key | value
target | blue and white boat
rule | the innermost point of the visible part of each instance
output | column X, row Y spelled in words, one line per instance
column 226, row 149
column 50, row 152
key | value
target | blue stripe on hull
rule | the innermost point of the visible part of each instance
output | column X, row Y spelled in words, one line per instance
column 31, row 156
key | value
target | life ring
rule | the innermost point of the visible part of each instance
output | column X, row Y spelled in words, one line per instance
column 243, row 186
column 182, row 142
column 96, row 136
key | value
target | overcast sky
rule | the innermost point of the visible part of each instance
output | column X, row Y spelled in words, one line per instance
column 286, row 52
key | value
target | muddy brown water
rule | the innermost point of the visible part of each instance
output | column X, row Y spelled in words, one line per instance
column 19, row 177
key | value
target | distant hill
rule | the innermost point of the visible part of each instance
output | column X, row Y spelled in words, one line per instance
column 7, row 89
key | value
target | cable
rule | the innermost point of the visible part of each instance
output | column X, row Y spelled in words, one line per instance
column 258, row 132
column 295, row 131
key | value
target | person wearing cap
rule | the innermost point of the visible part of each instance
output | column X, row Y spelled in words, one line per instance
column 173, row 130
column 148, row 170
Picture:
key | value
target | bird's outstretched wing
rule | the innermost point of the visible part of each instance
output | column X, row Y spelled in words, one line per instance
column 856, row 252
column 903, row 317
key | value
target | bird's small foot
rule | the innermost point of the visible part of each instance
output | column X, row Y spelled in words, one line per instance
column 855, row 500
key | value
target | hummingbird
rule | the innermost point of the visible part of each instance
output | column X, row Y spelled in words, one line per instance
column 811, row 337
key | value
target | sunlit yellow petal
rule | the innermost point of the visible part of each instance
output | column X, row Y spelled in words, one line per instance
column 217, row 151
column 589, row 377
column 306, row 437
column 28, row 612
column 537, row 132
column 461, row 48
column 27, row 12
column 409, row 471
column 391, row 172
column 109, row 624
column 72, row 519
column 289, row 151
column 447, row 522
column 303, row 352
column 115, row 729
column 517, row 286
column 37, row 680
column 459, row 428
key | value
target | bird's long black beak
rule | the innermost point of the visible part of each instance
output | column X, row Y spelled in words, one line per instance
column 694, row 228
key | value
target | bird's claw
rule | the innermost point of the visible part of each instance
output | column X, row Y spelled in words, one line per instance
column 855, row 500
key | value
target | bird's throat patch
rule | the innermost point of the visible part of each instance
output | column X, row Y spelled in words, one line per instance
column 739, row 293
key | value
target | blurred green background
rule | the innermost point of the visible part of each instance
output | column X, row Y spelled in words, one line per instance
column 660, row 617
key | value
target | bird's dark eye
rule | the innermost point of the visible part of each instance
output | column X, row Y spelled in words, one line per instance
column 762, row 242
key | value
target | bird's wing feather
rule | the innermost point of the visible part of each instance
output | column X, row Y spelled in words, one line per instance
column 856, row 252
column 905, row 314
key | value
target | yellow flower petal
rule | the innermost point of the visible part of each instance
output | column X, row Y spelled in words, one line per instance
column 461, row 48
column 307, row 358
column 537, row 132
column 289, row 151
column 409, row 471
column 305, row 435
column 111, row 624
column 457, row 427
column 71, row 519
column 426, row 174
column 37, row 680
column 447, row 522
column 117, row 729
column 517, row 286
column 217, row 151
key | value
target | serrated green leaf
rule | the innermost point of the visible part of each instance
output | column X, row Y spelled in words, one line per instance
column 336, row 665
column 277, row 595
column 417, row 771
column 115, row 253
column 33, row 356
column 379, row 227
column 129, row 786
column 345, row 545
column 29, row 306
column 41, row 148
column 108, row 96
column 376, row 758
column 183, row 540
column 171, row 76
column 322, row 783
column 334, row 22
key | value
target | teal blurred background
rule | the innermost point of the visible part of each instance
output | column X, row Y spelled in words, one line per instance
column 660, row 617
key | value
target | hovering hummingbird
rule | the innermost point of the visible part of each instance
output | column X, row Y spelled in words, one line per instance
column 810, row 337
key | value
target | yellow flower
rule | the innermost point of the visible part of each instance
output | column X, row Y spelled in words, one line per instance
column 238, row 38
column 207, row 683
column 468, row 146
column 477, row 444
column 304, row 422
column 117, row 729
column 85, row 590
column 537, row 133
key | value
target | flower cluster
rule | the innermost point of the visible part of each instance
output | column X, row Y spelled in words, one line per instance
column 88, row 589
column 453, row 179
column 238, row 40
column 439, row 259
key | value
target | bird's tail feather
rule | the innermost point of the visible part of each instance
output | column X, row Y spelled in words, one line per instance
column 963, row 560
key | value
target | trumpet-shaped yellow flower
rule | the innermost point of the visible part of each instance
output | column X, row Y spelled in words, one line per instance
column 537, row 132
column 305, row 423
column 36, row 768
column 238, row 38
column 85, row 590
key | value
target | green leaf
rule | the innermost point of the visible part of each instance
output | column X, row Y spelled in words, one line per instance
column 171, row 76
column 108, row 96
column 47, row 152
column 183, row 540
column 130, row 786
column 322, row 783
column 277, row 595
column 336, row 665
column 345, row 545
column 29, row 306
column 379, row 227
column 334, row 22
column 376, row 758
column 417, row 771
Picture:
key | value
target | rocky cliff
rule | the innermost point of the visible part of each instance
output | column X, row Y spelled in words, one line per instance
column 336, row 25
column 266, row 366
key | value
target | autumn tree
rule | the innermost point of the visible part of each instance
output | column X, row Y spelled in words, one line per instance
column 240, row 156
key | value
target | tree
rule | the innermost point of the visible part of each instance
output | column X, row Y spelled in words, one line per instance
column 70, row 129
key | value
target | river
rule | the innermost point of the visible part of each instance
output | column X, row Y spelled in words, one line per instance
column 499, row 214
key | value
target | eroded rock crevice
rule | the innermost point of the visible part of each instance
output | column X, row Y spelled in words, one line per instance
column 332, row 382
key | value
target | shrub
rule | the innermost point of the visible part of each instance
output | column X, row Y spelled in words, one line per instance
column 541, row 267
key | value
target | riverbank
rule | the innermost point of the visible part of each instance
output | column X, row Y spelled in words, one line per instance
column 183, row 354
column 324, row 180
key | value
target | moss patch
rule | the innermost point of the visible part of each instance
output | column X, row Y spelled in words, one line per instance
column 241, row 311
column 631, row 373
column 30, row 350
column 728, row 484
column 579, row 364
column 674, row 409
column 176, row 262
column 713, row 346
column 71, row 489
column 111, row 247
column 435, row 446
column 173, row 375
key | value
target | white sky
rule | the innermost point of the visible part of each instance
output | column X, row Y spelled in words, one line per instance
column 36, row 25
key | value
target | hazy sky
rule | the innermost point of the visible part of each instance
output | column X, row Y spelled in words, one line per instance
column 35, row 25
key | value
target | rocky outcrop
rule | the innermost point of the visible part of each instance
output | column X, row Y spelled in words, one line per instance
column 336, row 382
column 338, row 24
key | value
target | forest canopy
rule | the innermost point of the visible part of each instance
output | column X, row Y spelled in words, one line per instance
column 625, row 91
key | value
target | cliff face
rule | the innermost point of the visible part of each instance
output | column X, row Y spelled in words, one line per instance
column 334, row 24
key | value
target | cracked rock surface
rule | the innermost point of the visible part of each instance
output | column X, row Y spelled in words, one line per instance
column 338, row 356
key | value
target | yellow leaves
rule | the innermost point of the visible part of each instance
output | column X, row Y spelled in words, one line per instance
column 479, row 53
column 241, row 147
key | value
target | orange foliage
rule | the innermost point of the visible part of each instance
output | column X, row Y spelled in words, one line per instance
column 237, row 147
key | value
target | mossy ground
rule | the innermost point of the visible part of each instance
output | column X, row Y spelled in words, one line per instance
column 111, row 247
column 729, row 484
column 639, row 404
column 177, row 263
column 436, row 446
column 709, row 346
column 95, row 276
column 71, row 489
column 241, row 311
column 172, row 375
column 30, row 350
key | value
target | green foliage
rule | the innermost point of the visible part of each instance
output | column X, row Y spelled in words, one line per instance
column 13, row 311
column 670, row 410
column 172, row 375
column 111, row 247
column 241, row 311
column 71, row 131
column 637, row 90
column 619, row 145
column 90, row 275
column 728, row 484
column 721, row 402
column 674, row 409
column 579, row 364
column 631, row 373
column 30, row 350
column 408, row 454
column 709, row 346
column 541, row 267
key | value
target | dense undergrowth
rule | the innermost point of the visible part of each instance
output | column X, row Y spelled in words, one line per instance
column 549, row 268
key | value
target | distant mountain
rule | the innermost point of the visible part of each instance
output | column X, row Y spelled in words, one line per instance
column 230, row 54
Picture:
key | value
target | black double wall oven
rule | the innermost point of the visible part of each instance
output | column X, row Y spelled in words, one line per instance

◇ ◇ ◇ ◇

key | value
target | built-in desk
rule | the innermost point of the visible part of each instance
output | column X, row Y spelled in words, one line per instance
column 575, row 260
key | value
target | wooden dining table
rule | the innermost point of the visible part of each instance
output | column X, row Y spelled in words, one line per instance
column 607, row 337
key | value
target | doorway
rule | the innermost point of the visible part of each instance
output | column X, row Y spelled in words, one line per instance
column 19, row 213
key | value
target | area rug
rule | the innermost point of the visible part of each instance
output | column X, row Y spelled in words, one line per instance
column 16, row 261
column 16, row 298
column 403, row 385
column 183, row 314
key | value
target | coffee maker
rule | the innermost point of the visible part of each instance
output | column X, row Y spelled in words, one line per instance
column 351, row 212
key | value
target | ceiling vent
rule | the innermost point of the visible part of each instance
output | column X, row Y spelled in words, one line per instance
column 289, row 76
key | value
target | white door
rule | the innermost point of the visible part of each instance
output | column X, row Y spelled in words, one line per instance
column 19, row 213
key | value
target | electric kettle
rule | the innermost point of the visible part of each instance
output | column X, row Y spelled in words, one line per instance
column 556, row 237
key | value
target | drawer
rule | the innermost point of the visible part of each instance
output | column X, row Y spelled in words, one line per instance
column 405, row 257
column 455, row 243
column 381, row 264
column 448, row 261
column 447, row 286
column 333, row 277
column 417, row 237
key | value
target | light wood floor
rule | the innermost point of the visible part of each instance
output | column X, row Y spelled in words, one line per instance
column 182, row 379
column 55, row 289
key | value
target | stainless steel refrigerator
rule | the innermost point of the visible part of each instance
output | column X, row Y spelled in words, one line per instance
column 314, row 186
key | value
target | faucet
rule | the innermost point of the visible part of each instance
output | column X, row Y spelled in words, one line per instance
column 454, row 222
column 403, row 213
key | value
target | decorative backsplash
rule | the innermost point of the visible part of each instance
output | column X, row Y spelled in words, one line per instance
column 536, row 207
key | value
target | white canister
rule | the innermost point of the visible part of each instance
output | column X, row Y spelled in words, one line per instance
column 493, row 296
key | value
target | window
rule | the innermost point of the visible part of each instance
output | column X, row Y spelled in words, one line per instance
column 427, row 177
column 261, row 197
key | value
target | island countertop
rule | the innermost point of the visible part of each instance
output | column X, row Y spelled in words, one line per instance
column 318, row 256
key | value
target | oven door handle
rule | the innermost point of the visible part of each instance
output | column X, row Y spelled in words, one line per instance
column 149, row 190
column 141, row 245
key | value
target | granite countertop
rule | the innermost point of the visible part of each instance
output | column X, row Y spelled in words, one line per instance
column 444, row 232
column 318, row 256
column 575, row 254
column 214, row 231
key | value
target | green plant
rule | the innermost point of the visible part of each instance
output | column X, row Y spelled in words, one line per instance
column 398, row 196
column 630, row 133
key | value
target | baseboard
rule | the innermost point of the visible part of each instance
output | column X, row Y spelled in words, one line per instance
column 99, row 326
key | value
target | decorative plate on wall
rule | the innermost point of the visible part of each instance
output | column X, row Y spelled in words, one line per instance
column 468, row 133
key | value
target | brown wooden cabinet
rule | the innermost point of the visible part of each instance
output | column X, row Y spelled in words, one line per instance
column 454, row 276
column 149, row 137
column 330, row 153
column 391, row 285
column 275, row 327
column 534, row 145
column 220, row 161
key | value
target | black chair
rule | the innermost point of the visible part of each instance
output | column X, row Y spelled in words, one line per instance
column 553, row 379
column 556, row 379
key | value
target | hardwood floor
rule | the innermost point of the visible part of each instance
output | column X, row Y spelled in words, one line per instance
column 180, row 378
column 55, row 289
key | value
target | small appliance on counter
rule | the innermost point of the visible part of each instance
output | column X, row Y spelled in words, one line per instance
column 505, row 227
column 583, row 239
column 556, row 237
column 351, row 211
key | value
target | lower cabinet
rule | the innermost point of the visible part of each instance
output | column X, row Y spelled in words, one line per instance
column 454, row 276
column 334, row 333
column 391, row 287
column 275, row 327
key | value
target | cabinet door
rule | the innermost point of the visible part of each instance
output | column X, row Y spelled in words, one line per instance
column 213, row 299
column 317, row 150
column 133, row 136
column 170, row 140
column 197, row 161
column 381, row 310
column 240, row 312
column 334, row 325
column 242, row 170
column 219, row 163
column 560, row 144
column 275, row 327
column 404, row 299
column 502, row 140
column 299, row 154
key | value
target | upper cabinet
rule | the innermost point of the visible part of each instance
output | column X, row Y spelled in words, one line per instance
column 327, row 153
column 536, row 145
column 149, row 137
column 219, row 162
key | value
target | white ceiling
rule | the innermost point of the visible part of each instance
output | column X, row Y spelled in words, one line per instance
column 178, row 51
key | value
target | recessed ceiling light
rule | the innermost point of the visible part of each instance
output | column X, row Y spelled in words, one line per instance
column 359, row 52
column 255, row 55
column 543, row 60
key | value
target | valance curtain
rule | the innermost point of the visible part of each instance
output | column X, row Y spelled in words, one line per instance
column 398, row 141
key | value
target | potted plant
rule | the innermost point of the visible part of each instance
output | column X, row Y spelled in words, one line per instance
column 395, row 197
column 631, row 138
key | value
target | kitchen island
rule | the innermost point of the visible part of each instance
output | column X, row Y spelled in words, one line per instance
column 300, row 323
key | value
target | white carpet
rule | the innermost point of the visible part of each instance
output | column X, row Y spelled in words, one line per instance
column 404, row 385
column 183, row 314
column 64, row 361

◇ ◇ ◇ ◇

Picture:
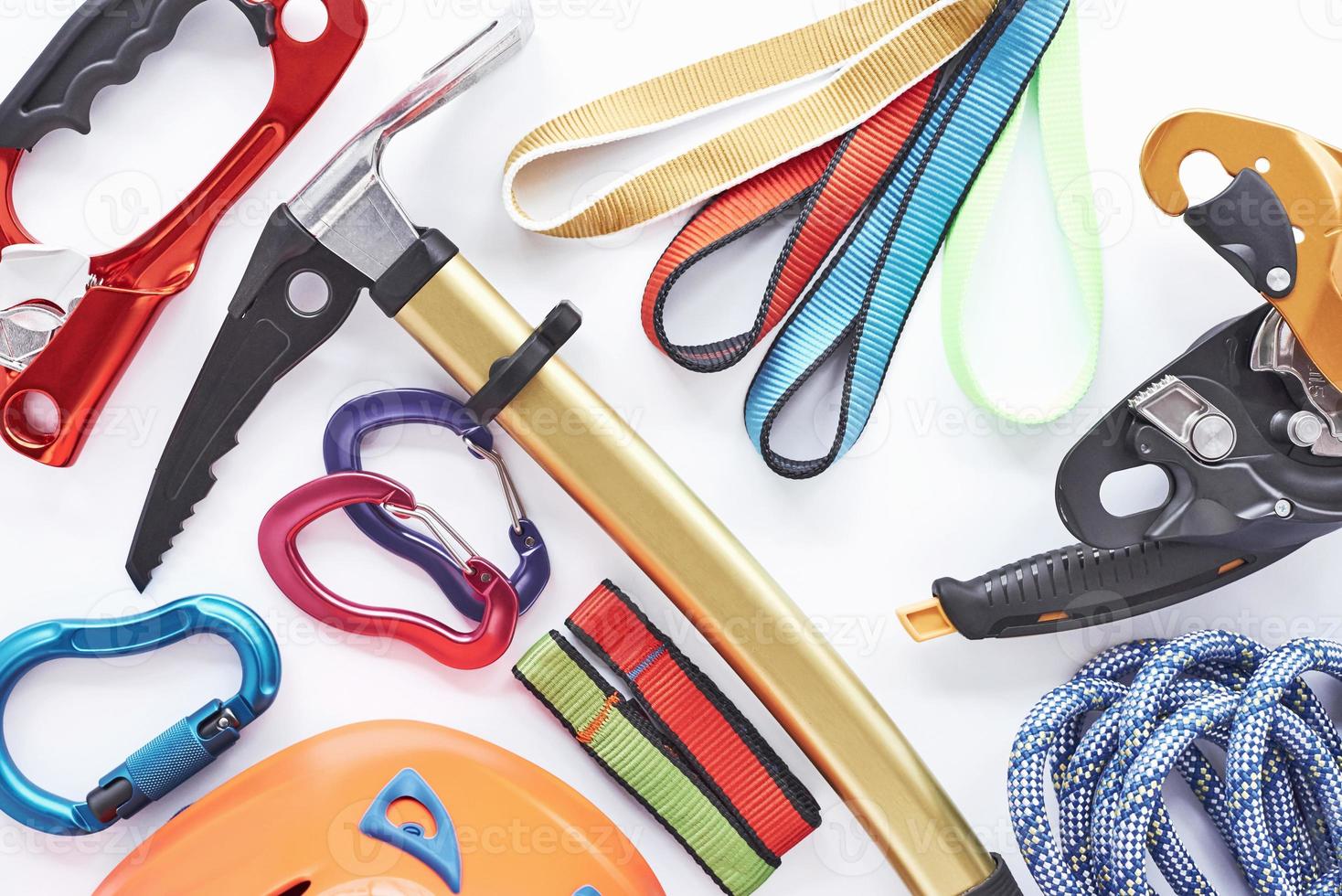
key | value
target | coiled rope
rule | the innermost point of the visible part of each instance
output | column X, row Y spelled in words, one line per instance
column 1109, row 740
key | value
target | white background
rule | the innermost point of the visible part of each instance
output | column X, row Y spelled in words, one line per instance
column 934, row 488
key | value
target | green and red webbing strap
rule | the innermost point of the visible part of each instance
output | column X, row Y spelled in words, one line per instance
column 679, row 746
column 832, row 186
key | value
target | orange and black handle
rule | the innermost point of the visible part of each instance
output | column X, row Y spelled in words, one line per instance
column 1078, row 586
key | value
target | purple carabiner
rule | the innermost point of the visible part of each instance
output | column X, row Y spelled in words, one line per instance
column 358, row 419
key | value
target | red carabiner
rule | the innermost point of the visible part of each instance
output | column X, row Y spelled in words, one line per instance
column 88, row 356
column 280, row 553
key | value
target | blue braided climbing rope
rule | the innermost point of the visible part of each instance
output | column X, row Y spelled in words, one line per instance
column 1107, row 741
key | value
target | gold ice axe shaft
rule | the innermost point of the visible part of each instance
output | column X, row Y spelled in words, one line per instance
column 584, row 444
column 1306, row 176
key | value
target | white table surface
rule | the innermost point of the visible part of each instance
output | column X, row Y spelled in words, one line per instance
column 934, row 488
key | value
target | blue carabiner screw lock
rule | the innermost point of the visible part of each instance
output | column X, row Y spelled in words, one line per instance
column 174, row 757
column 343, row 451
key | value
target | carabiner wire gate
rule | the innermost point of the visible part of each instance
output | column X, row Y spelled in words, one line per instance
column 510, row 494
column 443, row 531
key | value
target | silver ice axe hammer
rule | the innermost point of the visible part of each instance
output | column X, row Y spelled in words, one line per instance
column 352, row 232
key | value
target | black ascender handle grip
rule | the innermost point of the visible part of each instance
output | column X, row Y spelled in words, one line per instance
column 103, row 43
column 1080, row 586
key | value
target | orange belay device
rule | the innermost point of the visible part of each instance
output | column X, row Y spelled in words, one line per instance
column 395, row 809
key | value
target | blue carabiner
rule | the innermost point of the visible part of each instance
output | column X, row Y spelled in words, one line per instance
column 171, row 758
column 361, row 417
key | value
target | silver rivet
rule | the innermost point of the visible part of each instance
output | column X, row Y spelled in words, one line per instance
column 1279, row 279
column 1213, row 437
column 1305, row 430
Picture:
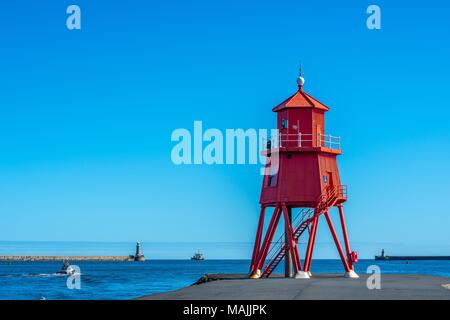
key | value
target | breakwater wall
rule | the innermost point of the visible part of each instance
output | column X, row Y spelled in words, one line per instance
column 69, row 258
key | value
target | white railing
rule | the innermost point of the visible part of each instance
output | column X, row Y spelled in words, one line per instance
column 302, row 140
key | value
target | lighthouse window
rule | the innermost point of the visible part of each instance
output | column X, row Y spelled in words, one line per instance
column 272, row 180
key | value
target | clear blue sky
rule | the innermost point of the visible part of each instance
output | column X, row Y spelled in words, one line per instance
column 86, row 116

◇ ◇ ◇ ◇

● **Activity**
In the entries above, find the line with "target | lower cabinet" and the line with "target | cabinet door", then restate word for word both of them and every line between, with nothing more.

● **Exercise response**
target | lower cabinet
rule | the innermost point of the visible part of each instance
output | column X, row Y spelled in words, one line per instance
column 454, row 276
column 334, row 333
column 391, row 287
column 275, row 327
key | value
target | cabinet door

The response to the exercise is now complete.